→ Prompt
Copy the separation agreement excerpt below in full, word for word.

→ Selected excerpt
Start

Exhibit 10.1
SEPARATION AGREEMENT
THIS SEPARATION AGREEMENT (this “Agreement”) is made and entered into as of
December 9, 2010, by and between Opnext, Inc., a Delaware corporation (the
“Company”), and Gilles Bouchard (the “Executive”).
WHEREAS, the Company and the Executive have previously entered into that certain
Amended and Restated Employment Agreement, dated as of May 15, 2009 (the
“Employment Agreement”), which provides for the Executive’s employment as Chief
Executive Officer and President of the Company;
WHEREAS, pursuant to those certain Nonqualified Stock Option Agreements, dated
as of November 15, 2007, July 8, 2008, May 15, 2009, and February 16, 2010, by
and between the Company and the Executive (collectively, the “Option
Agreements”), under the Opnext, Inc. Second Amended and Restated 2001 Long-Term
Stock Incentive Plan (the “Plan”) and upon the terms and conditions set forth in
such Nonqualified Stock Option Agreements, the Company granted to the Executive
stock options (collectively, the “Options”) to purchase 250,000, 90,000,
1,000,000, and 1,000,000 shares, respectively, of the Company’s common stock
(“Common Stock”);
WHEREAS, the Company and the Executive have previously entered into that certain
Non-Competition Agreement, dated as of October 5, 2007 (the “Non-Competition
Agreement”); and
WHEREAS, the Executive and the Company desire to specify the terms of the
Executive’s resignation as an employee and officer of the Company and its
subsidiaries or affiliates (including, without limitation, as Chief Executive
Officer and President) and as a member of the Board of Directors of the Company
(the “Board”).

End

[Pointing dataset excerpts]

Start

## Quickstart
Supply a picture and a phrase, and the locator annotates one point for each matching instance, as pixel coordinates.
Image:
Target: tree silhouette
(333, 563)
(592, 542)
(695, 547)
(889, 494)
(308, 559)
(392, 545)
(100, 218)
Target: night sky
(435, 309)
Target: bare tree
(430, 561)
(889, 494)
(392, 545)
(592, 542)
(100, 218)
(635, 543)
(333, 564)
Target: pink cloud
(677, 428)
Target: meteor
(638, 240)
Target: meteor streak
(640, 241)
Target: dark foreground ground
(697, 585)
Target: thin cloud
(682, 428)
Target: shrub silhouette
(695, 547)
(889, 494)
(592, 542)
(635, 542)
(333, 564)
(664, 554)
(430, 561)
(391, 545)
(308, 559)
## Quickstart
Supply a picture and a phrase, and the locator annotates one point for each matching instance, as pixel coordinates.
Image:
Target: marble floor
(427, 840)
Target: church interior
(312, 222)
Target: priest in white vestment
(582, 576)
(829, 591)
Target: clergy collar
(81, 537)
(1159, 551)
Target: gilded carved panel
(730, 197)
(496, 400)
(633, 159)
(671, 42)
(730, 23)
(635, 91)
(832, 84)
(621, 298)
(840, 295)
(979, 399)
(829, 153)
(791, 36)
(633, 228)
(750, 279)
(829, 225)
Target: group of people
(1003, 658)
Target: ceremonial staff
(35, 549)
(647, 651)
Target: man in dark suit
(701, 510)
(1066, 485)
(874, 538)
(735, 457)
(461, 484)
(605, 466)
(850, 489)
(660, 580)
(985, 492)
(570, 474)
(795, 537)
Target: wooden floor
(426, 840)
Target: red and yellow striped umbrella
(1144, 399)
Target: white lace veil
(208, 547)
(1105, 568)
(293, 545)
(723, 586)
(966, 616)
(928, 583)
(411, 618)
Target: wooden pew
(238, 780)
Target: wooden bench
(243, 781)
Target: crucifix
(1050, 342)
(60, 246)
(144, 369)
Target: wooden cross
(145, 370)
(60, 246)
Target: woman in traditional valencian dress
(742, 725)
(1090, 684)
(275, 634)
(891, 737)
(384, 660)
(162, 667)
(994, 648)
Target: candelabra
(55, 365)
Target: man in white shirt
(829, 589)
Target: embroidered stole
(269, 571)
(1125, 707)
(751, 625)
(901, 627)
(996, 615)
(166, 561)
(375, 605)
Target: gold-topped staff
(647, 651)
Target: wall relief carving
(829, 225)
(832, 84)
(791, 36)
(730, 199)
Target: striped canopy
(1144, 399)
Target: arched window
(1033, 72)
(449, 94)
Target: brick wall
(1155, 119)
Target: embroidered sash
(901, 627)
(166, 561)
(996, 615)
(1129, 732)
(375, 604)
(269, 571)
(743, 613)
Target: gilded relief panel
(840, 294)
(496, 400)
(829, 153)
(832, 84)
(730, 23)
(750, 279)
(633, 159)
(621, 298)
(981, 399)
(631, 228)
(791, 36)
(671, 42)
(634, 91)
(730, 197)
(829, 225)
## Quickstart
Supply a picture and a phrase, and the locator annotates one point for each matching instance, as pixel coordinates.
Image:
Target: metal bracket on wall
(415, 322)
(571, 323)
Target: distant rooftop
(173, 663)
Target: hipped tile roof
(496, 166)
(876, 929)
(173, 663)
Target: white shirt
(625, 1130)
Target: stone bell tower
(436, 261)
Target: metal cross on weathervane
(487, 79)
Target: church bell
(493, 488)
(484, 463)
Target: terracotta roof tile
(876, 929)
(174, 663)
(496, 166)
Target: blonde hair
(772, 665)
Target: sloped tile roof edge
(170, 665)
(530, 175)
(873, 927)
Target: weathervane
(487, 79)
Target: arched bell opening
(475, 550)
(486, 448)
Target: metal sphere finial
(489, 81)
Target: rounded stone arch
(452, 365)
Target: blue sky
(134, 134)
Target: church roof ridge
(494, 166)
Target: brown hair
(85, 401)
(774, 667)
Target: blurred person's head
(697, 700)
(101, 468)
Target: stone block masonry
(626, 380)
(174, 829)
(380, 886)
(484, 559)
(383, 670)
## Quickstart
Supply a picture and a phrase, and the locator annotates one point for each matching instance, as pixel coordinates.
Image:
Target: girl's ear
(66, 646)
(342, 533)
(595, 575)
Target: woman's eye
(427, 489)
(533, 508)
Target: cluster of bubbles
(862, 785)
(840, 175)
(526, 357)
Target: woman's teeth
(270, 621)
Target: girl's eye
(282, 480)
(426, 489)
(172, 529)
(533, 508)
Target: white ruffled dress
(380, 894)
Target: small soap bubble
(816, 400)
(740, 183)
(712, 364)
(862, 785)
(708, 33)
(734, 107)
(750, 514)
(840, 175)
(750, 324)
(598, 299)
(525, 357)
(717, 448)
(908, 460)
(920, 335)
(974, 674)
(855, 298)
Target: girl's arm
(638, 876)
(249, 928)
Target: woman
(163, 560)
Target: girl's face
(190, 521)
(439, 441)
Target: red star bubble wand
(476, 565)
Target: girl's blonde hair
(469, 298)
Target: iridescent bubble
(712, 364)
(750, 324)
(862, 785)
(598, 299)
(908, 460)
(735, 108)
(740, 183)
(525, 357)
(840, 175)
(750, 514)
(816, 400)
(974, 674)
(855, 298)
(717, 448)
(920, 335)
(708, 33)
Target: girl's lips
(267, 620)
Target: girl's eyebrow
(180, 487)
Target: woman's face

End

→ Result of the exercise
Exhibit 10.1
SEPARATION AGREEMENT
THIS SEPARATION AGREEMENT (this “Agreement”) is made and entered into as of
December 9, 2010, by and between Opnext, Inc., a Delaware corporation (the
“Company”), and Gilles Bouchard (the “Executive”).
WHEREAS, the Company and the Executive have previously entered into that certain
Amended and Restated Employment Agreement, dated as of May 15, 2009 (the
“Employment Agreement”), which provides for the Executive’s employment as Chief
Executive Officer and President of the Company;
WHEREAS, pursuant to those certain Nonqualified Stock Option Agreements, dated
as of November 15, 2007, July 8, 2008, May 15, 2009, and February 16, 2010, by
and between the Company and the Executive (collectively, the “Option
Agreements”), under the Opnext, Inc. Second Amended and Restated 2001 Long-Term
Stock Incentive Plan (the “Plan”) and upon the terms and conditions set forth in
such Nonqualified Stock Option Agreements, the Company granted to the Executive
stock options (collectively, the “Options”) to purchase 250,000, 90,000,
1,000,000, and 1,000,000 shares, respectively, of the Company’s common stock
(“Common Stock”);
WHEREAS, the Company and the Executive have previously entered into that certain
Non-Competition Agreement, dated as of October 5, 2007 (the “Non-Competition
Agreement”); and
WHEREAS, the Executive and the Company desire to specify the terms of the
Executive’s resignation as an employee and officer of the Company and its
subsidiaries or affiliates (including, without limitation, as Chief Executive
Officer and President) and as a member of the Board of Directors of the Company
(the “Board”).